▸ Required tasks
1. Set down, word for word, the section of the teaching passage on student essay revisions starting with "I want to emphasize" and going on through "to securing grades.".
2. Extend the teaching passage on student essay revisions, starting right after its final sentence.

▸ Document extract
-*-*-
A couple weeks ago, my first-year students submitted Essay 2; only 4 out of 12 did so on time.
So, yes, Covid/post-Covid education is different, but the issues are not new, just heightened.
What I am noticing is that students struggle to follow guidelines (see above), and I spend a great deal of time prompting students on their essay submission to review the sample and checklist provided.
One recent example struck me because a student submitted their Essay 2 rewrite, which was not significantly different than the initial submission—although I provided comments, directed them to the sample/checklist, and conferenced with the student (conferences end with revision plans and students choosing their rewrite due date).
I did not respond to the rewrite, but returned it with the original submission, noted my concern about almost no real revision, re-prompted the student to review the sample/checklist, and recommended another conference to insure the student and I are using our time well with another resubmission.
Two aspects of the essay were not addressed at all; the essay failed to mention the focus/thesis throughout the body of the essay (three subhead sections), and despite the checklist explicitly requiring students use journalistic paragraphing structure (noting restricting paragraphs to 1-3 sentences), the resubmission included (as in the original submission) opening and closing paragraphs of 5-6 sentences.
The student’s response is notable because they explained how hard they worked on the rewrite, including working with our writing lab, and then apologized.
I want to emphasize that I have over 40 years of teaching writing had to help students let go of the fear of mistakes and the urge to produce “perfect” writing in one submission. Most students simply can’t engage in process writing because the dominant culture of their schooling has been reductive behaviorism that hyper-focuses on student mistakes, fosters a reward/punishment culture, and shifts student concern from authentic artifacts and learning to securing grades.
As I have examined before, students are apt to view all feedback as negative even as I carefully and consistently urge them to see feedback as necessary for growing as writers.
-*-*-
▸ Extracted material
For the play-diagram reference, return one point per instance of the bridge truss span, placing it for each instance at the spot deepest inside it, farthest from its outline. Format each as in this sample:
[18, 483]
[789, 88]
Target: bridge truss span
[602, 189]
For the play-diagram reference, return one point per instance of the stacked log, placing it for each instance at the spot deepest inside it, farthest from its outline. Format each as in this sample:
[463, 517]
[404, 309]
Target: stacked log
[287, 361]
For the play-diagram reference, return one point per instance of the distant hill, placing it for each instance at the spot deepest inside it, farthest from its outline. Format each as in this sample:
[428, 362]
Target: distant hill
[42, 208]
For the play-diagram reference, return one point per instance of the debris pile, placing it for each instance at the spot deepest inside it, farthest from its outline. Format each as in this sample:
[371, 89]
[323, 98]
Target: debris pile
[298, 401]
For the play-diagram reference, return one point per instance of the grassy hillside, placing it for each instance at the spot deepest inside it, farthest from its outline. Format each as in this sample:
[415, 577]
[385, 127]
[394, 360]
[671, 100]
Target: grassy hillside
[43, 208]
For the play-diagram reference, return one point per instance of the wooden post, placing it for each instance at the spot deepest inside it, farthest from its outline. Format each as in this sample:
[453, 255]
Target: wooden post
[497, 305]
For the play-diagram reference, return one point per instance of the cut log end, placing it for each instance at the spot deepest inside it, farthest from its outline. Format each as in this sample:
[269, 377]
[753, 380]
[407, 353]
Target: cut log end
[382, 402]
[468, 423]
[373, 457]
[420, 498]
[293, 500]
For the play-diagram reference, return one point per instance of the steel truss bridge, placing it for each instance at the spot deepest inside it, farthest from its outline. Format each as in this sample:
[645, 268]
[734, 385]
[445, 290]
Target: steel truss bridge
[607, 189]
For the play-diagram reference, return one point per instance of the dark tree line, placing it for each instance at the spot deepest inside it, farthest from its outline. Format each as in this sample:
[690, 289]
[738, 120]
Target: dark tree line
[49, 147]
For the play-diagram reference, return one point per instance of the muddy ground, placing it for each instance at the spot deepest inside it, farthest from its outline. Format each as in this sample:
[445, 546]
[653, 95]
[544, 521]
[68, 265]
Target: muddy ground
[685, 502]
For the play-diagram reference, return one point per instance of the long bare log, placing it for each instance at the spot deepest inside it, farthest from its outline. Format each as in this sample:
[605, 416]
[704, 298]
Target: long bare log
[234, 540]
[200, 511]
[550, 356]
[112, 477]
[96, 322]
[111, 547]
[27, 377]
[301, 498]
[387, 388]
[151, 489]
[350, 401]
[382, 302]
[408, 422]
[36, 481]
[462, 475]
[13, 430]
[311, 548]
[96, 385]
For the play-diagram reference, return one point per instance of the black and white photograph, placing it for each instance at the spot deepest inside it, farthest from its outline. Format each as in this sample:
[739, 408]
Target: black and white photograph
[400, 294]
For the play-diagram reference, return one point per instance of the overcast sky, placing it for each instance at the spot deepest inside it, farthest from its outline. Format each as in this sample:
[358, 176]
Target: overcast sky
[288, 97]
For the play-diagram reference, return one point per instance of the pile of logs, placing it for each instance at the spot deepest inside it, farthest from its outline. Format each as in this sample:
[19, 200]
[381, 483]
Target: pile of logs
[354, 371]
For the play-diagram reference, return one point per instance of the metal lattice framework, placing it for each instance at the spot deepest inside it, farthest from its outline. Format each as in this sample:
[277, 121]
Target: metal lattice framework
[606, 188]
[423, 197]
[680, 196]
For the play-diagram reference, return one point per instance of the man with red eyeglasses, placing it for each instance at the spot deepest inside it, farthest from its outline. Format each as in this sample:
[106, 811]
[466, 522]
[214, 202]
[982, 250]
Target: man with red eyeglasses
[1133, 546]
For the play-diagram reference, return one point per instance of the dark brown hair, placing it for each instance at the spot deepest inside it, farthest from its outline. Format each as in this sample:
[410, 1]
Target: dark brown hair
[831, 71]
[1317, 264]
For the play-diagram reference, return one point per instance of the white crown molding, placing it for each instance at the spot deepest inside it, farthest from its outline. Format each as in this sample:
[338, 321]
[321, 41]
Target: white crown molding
-*-*-
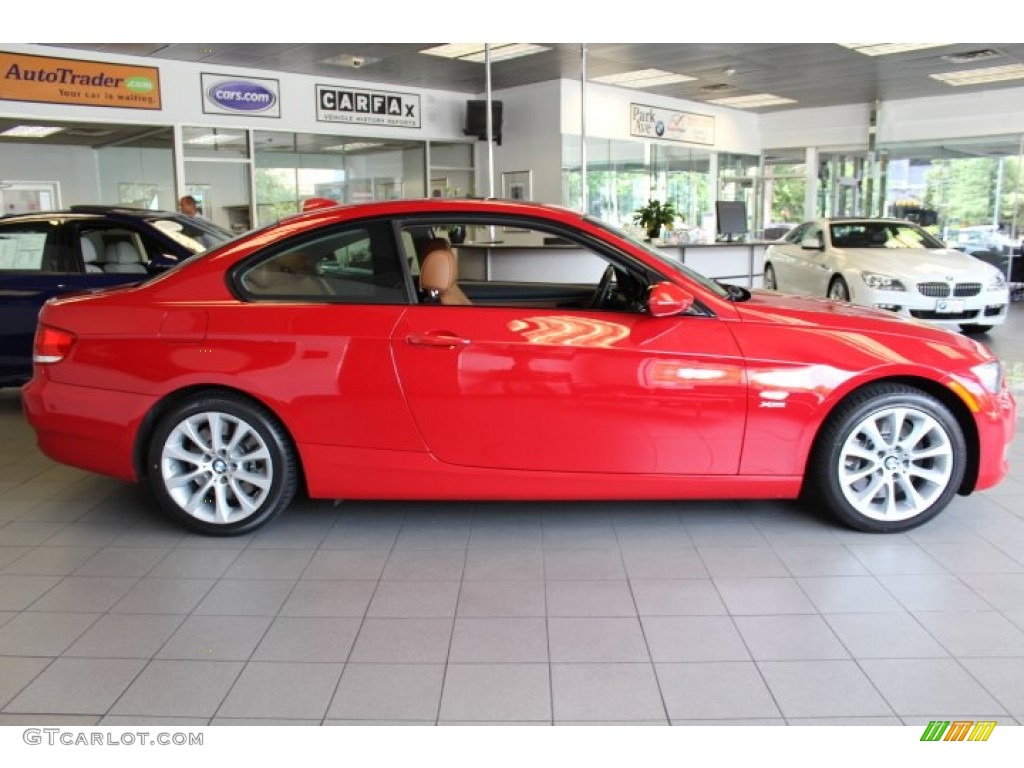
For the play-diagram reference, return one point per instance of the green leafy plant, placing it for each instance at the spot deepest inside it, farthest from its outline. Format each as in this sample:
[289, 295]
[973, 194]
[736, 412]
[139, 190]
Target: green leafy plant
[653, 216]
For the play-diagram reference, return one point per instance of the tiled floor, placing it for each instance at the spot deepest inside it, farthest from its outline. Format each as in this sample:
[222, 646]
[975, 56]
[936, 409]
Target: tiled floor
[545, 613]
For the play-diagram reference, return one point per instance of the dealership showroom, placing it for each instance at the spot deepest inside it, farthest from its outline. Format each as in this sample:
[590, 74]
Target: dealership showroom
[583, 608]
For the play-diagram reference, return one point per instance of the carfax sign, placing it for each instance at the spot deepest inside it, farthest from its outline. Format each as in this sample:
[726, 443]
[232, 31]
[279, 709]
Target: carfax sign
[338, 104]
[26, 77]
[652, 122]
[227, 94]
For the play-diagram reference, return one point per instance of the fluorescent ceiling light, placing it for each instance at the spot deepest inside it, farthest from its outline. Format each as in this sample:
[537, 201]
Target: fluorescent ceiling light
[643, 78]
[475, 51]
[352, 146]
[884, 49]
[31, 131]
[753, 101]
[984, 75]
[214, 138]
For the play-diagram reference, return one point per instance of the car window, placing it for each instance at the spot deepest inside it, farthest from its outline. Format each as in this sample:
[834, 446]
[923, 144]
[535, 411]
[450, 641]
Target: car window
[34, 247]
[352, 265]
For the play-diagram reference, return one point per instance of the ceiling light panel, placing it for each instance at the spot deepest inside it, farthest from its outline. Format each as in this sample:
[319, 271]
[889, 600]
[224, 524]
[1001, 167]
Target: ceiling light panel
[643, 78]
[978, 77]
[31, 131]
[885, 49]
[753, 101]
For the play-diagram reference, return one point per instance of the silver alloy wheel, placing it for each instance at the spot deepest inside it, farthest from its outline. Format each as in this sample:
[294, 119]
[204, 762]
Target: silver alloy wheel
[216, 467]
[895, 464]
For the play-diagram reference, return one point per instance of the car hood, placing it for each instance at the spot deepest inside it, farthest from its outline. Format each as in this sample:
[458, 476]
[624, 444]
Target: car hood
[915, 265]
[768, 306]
-*-*-
▸ Responses per task
1.
I want to emphasize that I have over 40 years of teaching writing had to help students let go of the fear of mistakes and the urge to produce “perfect” writing in one submission. Most students simply can’t engage in process writing because the dominant culture of their schooling has been reductive behaviorism that hyper-focuses on student mistakes, fosters a reward/punishment culture, and shifts student concern from authentic artifacts and learning to securing grades.

2.
One strategy I incorporate is showing students the real-world process of submitting and publishing academic writing; for example, my own experience publishing a policy brief:
This context, I think, helps some with the anxiety students feel about feedback and their tendency to view that feedback as negative (even though I am not grading them and they are performing in a low-stakes environment).
None the less, students at the college level have been so powerfully trained into the reductive behaviorism of success/failure, tests/grades, and avoiding mistakes that authentic process writing and writing outcomes (students write on topics by choice) are too foreign for them to fully engage.
What concerns me beyond why and how my students are struggling (in justifiable ways) is that I also see teachers and professors complaining about “students today” on social media.
Those complaints are quintessentially American responses—blaming the individuals while ignoring the systemic influences.
Our students are struggling in heightened ways because of the disruptions of Covid/post-Covid formal schooling. But traditional and uncritical commitments to reductive behaviorism are also at the core of their struggling as well.
Many if not most of the traditional approaches to schooling in the US are antagonistic not only to learning but also to the basic humanity of students and teachers.
Learning to write is a journey, a process, but so is all learning.
Students are the canaries in the coal mine warning us that education is too often dehumanizing and reductive. When students choose not to fully engage with that education, they may be making the most reasonable decision by choosing themselves.